MARKET WATCH: May natural gas futures drop below $4/MMbtu
The front-month natural gas contract fell 5% to below $4/MMbtu on Apr. 15 in the New York market after the government reported a bigger-than-expected injection of gas into US underground storage.
OGJ Senior Writer
HOUSTON, Apr. 16 -- The front-month natural gas contract fell 5% to below $4/MMbtu on Apr. 15 in the New York market after the government reported a bigger-than-expected injection of gas into US underground storage. The price of crude also slipped lower.
The Energy Information Administration reported the injection of 87 bcf of natural gas into US underground storage in the week ended Apr. 9, surpassing the Wall Street consensus for an 80 bcf increase. That brought working gas in storage to 1.8 tcf, “turning the storage deficit of 2 bcf into a storage surplus of 64 bcf” compared with the same period a year ago, said analysts in the Houston office of Raymond James & Associates Inc. US gas storage is now 246 bcf above the 5-year average (OGJ Online, Apr. 15, 2010).
Adam Sieminski, chief energy economist, Deutsche Bank, Washington, DC, said, “We remain concerned that to get from current gas balances to ‘normal,’ prices may have to fall further to encourage more coal-to-gas switching or shut-ins of some marginal gas wells. This could require a period of pricing at $3.50/MMbtu or lower, in contrast to today’s price which, although down, is still hovering near $4/MMbtu.”
Raymond James analysts said, “Oil prices traded slightly down after a couple of government reports showing less-than-impressive economic data. Energy stocks shrugged off the lower commodity prices and rose slightly, trading alongside the broader market, which finished in positive territory.”
Olivier Jakob at Petromatrix, Zug, Switzerland, said, “The US weekly jobless numbers were worse than expected, but US equities continue to rise no matter what (when bad numbers are issued it is either due to the weather or to holiday distortions). Exogenous inputs will remain key for the next few trading days, but the weak relative values (wider contango) in oil are getting harder to ignore.”
Sieminski also noted, “After much speculation, China this week raised retail fuel prices, adhering to a price mechanism that was introduced early last year. The National Development and Reform Commission [of China], which is tasked with formulating economic policy including setting fuel prices, raised the ceiling for retail gasoline and diesel prices by 4-4.5% this week, the first price adjustments since November. Jet fuel prices were also raised by about 10%.”
Sieminski said, “The hike helps support [Chinese] refinery margins to keep up with crude oil price gains. The move also illustrates the central government’s commitment to supporting the refining industry, and the response from the industry will be to maintain high refinery run rates.”
Sieminski also noted the International Energy Agency in Paris recently increased its forecast of strong growth in oil production outside the Organization of Petroleum Exporting Countries in Russian, Brazil, the Caspian, China, India, and Colombia. “Even the more conservative forecasters are raising numbers. With North American output flat, and the North Sea down only about 250,000 b/d, the non-OPEC supply outlook looks likely to surprise to the upside in 2010,” Sieminski said.

□ □ □

Task list:
a) In the natural gas market report, why does Adam Sieminski think gas prices may need to fall further? Answer in one to three sentences.
b) Name every fuel whose price China raised, according to the natural gas market report.
c) Continue the natural gas market report past its final paragraph.
The material that comes next has no connection to the natural gas market report.

Given information:
□ □ □

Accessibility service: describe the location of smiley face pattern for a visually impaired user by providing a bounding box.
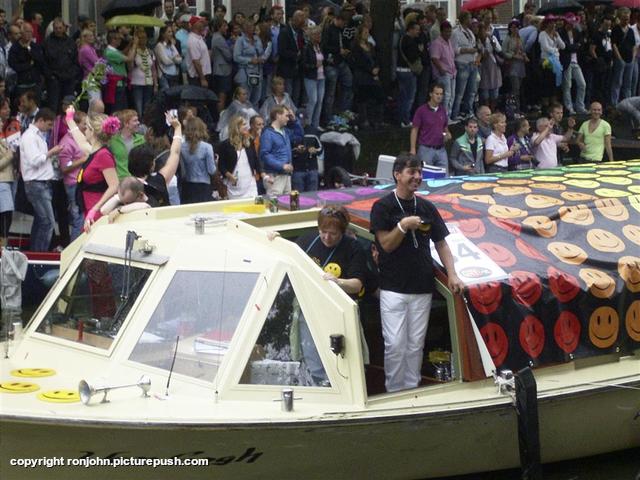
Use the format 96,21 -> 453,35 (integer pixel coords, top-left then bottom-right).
296,160 -> 640,370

□ □ □

Answers to the problems:
a) He says prices may have to fall further to bring gas balances back to "normal." Lower prices would encourage more coal-to-gas switching or the shutting in of some marginal gas wells. This could require a period of pricing at $3.50/MMbtu or lower.

b) Gasoline, diesel, and jet fuel.

c)
Greece’s economic troubles will continue as a risk against economic recovery. “The risk with Greece is that the mud starts to hit the fan the day they trigger the rescue plan. The main technicalities of the plan might have been agreed to, but it will still need to get a unanimous vote from the European Union members, and the political pressure against the plan is so great in Germany that we can not take the vote as a done deal (the constitutionality of it is starting to be questioned),” Jakob said.
The May contract for benchmark US light, sweet crudes dropped 33¢ to $85.51/bbl Apr. 15 on the New York Mercantile Exchange. The June contract continued to climb, however, inching up 2¢ to $86.75/bbl. On the US spot market, WTI at Cushing, Okla., was down 33¢ to $85.51/bbl. Heating oil for May delivery increased 1.02¢ to $2.25/gal on NYMEX. Reformulated blend stock for oxygenate blending for the same month lost 0.65¢, but its closing price essentially was unchanged at $2.33/gal.
The May natural gas contract fell 21.4¢ to $3.99/MMbtu on NYMEX. On the US spot market, gas at Henry Hub, La., dipped 3¢ to $4.13/MMbtu.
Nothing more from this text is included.